Provided text
──────────

Fit the mean and covariance of a bivariate Gaussian distribution for each stimulus class, subject to given constraints.
Standard case uses confusion matrix from a 2x2 full-report identification experiment, but will also work in designs with N levels of confidence associated with each dimension (e.g. in Wickens, 1992).
Can be entered in two ways: 1) a 4x4 confusion matrix containing counts,
with each row corresponding to a stimulus and each column corresponding to a response.
row/col order must be a_1b_1, a_1b_2, a_2b_1, a_2b_2.
2) A three-way 'xtabs' table with the stimuli as the third index and the
NxN possible responses as the first two indices.
PS_x
if TRUE, will fit model with assumption of perceptual separability on the x dimension (FALSE by default)
PS_y
if TRUE, will fit model with assumption of perceptual separability on the y dimension (FALSE by default)
PI
'none' by default, imposing no restrictions and fitting different correlations for all distributions.

──────────

Dataset
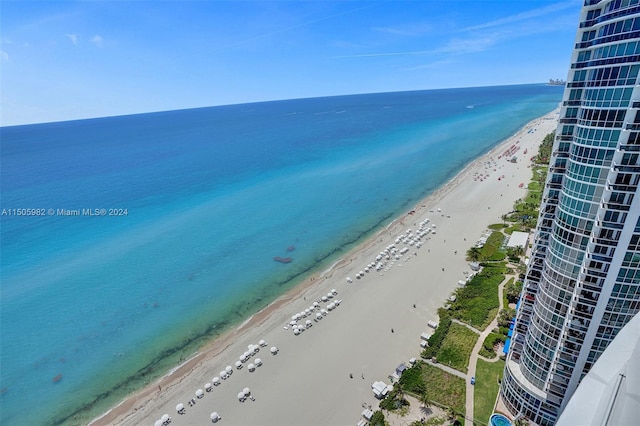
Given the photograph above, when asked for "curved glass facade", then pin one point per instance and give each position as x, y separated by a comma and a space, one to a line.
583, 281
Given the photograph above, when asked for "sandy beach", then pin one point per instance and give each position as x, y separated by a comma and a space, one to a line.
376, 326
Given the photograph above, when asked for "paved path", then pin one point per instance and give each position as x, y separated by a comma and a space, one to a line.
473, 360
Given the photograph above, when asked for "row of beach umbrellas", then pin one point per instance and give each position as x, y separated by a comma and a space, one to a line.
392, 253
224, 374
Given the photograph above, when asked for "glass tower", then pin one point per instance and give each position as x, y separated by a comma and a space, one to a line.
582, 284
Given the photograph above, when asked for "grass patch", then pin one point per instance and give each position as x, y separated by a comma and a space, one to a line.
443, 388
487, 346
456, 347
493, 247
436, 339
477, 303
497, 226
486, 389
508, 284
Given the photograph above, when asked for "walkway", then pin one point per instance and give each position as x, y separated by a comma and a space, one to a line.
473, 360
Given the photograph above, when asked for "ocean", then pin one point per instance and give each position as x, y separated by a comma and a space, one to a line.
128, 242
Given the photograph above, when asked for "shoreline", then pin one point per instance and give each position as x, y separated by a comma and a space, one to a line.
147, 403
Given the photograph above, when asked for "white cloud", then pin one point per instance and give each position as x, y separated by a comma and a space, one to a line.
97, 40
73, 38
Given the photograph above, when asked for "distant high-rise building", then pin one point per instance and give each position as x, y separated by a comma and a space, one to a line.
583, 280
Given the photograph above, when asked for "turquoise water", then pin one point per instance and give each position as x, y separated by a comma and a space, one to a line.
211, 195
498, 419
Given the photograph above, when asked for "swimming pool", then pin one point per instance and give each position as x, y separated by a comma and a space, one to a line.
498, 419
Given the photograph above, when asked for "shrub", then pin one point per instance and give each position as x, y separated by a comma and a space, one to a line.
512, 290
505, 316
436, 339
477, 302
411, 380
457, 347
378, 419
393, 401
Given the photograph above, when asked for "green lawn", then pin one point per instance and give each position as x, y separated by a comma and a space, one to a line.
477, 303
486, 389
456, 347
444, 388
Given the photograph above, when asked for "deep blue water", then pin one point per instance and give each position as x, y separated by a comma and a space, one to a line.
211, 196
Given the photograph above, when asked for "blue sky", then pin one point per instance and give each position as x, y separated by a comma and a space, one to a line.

──────────

To be done
Copy out the text above on fitting bivariate Gaussian distributions to stimulus classes, word for word and in full.

Output of the task
Fit the mean and covariance of a bivariate Gaussian distribution for each stimulus class, subject to given constraints.
Standard case uses confusion matrix from a 2x2 full-report identification experiment, but will also work in designs with N levels of confidence associated with each dimension (e.g. in Wickens, 1992).
Can be entered in two ways: 1) a 4x4 confusion matrix containing counts,
with each row corresponding to a stimulus and each column corresponding to a response.
row/col order must be a_1b_1, a_1b_2, a_2b_1, a_2b_2.
2) A three-way 'xtabs' table with the stimuli as the third index and the
NxN possible responses as the first two indices.
PS_x
if TRUE, will fit model with assumption of perceptual separability on the x dimension (FALSE by default)
PS_y
if TRUE, will fit model with assumption of perceptual separability on the y dimension (FALSE by default)
PI
'none' by default, imposing no restrictions and fitting different correlations for all distributions.